Reading text:
- - - - -
Square Mile
- Editor: Mark Hedley
- Categories: Business and lifestyle magazine
- Frequency: Monthly
- Total circulation: 58,728 (ABC Jul - Dec 2017)
- Founder: Tim Slee and Stephen Murphy
- First issue: July 2005
- Company: Threadneedle Media
- Country: United Kingdom
- Based in: London
- Language: English
- Website: squaremile.com

= Square Mile (magazine) =

Square Mile is a British luxury lifestyle magazine distributed primarily in the City of London.

It was founded in 2005 as a publication targeted at professionals in London’s financial district. Distributed in banking and investment offices, the magazine quickly gained popularity among the City’s affluent workforce, evolving from a more financial focus into a broader luxury lifestyle publication.
- - - - -
Extracted records:
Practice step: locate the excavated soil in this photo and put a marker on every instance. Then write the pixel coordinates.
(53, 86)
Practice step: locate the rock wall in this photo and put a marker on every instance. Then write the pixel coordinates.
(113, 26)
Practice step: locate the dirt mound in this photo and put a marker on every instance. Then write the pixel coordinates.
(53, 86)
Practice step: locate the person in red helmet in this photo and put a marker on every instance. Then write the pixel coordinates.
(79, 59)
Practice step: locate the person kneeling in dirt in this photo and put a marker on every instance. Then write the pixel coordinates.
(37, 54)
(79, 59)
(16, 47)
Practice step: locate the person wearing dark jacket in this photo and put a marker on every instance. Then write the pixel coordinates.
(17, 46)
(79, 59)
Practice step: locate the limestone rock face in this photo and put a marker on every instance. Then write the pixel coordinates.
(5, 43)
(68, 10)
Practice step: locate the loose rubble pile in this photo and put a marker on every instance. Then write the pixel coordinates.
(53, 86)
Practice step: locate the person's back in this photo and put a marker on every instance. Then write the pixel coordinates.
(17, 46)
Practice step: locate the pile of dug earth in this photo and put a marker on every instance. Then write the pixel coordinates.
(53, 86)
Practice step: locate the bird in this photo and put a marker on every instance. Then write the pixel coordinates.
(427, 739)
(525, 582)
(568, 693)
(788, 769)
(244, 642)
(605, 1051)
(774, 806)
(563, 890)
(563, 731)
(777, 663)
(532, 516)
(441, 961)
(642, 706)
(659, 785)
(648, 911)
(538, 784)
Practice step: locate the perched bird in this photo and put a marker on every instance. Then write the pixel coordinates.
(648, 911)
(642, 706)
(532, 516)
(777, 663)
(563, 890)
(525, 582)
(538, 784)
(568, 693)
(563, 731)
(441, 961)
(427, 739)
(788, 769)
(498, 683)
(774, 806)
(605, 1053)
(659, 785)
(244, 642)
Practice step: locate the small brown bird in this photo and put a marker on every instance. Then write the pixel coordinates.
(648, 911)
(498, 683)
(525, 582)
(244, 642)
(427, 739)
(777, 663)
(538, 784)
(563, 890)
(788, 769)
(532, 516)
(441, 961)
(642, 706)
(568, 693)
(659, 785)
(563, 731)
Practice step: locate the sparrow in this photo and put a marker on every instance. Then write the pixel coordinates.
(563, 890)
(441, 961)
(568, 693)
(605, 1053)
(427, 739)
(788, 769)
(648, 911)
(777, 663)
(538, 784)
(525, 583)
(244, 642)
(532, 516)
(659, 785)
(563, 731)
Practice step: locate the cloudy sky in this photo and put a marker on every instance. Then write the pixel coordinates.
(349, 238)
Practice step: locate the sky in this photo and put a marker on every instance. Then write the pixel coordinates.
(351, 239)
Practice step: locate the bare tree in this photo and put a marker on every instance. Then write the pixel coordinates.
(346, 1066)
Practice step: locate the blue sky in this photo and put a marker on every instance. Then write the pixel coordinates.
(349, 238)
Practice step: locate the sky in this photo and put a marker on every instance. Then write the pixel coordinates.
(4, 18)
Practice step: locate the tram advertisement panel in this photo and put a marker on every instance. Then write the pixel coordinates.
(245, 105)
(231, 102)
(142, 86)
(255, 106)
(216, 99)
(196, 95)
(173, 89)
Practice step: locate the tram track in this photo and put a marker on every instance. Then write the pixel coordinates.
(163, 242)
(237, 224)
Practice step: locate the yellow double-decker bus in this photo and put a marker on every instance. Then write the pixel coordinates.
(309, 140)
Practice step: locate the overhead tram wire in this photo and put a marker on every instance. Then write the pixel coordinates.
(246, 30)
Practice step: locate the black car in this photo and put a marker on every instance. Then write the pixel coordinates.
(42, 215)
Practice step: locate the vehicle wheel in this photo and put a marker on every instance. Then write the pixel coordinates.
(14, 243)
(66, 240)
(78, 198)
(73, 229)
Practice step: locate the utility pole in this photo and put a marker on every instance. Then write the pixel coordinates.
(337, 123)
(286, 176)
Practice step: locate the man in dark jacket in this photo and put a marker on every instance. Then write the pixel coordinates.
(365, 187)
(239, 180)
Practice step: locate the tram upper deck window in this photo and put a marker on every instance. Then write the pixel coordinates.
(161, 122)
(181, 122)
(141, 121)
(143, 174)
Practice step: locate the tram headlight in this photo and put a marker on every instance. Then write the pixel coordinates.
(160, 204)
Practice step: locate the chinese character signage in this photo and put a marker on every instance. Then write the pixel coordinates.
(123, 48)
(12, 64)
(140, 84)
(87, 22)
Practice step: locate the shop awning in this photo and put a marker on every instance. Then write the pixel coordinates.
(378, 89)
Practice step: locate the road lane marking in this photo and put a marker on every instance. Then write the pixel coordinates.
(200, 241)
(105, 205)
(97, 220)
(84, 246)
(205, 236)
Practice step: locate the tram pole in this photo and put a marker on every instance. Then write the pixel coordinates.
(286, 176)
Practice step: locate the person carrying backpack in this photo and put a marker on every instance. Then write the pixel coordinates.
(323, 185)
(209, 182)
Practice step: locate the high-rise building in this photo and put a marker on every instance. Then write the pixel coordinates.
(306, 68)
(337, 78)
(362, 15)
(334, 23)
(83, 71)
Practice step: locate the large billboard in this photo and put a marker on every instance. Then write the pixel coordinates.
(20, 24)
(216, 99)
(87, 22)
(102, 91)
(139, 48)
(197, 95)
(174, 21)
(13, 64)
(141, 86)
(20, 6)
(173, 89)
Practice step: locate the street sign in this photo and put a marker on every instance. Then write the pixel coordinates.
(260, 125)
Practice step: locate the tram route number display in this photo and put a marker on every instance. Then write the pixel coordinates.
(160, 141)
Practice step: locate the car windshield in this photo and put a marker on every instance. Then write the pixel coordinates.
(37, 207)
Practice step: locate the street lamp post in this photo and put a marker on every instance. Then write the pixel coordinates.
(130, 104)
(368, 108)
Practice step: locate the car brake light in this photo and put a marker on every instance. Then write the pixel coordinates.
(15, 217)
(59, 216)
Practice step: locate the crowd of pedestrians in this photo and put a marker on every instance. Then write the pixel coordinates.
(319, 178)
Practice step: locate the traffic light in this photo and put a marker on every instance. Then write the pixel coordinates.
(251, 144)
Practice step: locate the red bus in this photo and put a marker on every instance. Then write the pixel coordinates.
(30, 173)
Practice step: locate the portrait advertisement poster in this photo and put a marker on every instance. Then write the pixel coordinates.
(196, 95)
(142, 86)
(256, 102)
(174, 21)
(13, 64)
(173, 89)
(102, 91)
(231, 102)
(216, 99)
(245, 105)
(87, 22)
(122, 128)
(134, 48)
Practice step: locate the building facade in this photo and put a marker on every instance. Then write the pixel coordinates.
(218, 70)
- - - - -
Objective:
Rewrite the stretch of the text about Square Mile from "- Founder: Tim" through "luxury lifestyle publication.", replacing "publication" with "periodical".

Result of this exercise:
- Founder: Tim Slee and Stephen Murphy
- First issue: July 2005
- Company: Threadneedle Media
- Country: United Kingdom
- Based in: London
- Language: English
- Website: squaremile.com

= Square Mile (magazine) =

Square Mile is a British luxury lifestyle magazine distributed primarily in the City of London.

It was founded in 2005 as a periodical targeted at professionals in London’s financial district. Distributed in banking and investment offices, the magazine quickly gained popularity among the City’s affluent workforce, evolving from a more financial focus into a broader luxury lifestyle periodical.